* [PROBLEM TO SOLVE] Give back only the line containing "of the blue" and every line after it through the end of the data below, transcribed exactly.

* [EXTRACTED ENTRIES]
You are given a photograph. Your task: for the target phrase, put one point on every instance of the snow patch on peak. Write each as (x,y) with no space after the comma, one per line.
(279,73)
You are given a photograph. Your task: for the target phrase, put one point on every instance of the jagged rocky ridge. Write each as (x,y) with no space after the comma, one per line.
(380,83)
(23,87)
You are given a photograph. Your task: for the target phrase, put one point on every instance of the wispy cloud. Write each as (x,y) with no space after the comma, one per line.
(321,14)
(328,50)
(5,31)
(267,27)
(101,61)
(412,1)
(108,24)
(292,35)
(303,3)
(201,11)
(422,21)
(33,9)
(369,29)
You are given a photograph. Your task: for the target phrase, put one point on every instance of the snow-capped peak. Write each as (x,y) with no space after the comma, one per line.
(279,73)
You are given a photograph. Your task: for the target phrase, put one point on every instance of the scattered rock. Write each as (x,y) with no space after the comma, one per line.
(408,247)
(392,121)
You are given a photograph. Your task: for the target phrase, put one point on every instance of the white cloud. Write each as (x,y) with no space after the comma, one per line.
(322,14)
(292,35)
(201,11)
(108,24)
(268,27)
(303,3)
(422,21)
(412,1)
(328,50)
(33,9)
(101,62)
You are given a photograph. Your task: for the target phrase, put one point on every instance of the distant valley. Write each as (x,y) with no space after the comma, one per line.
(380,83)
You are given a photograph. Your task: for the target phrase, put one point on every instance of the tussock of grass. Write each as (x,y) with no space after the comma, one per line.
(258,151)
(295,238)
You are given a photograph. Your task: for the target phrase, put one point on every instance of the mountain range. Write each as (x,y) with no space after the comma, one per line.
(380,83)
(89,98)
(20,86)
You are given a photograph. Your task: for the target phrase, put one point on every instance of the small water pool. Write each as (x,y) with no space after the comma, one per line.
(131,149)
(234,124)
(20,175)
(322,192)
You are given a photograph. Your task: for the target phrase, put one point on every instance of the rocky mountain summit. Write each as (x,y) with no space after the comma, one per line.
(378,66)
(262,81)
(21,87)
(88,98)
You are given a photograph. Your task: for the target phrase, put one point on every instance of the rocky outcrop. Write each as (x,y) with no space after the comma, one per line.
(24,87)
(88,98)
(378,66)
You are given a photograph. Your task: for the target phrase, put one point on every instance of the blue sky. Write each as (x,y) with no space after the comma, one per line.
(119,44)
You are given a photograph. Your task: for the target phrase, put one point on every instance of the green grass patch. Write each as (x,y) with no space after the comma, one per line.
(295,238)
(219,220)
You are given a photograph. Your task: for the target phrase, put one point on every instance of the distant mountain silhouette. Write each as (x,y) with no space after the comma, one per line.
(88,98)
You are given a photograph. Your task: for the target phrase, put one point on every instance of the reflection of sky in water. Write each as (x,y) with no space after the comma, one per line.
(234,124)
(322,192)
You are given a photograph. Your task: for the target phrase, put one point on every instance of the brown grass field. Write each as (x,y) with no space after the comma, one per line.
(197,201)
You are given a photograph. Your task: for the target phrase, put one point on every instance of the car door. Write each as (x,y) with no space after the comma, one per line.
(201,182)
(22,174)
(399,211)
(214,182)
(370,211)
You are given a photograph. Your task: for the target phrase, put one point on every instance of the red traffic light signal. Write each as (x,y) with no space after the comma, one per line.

* [COMPLETED TASK]
You are given a photograph. Your task: for the target phrase, put one point on every instance of the blue sky. Write each as (x,y) with no space after the comma, one per line.
(119,44)
You are given a photograph. Your task: for the target phrase, put one point on every instance of the green grass patch. Write each as (x,y) with no space after the comma, one per line.
(295,238)
(219,220)
You are given a photograph. Your task: for the target phrase, put one point on every instance of the distant mountain silhouette. Write each as (x,y) with no space after the comma, one per line.
(88,98)
You are given a photograph. Your task: for the target phrase, put one point on every instance of the reflection of sky in water. Write each as (x,y) with no space after the comma, one per line.
(234,124)
(322,192)
You are given a photograph. Your task: for the target phrase, put one point on every instance of the brown grass field. Write each as (x,y) with no space after the comma, one per line.
(197,201)
You are given a photograph. Your task: for the target phrase, put one point on every instance of the car door. Write each as (x,y) with no space after the comma, one per line.
(201,182)
(22,174)
(399,211)
(214,182)
(370,211)
You are given a photograph. Your task: for the target phrase, put one point on every instance of the red traffic light signal. Write each as (x,y) with no space after the comma, one per line.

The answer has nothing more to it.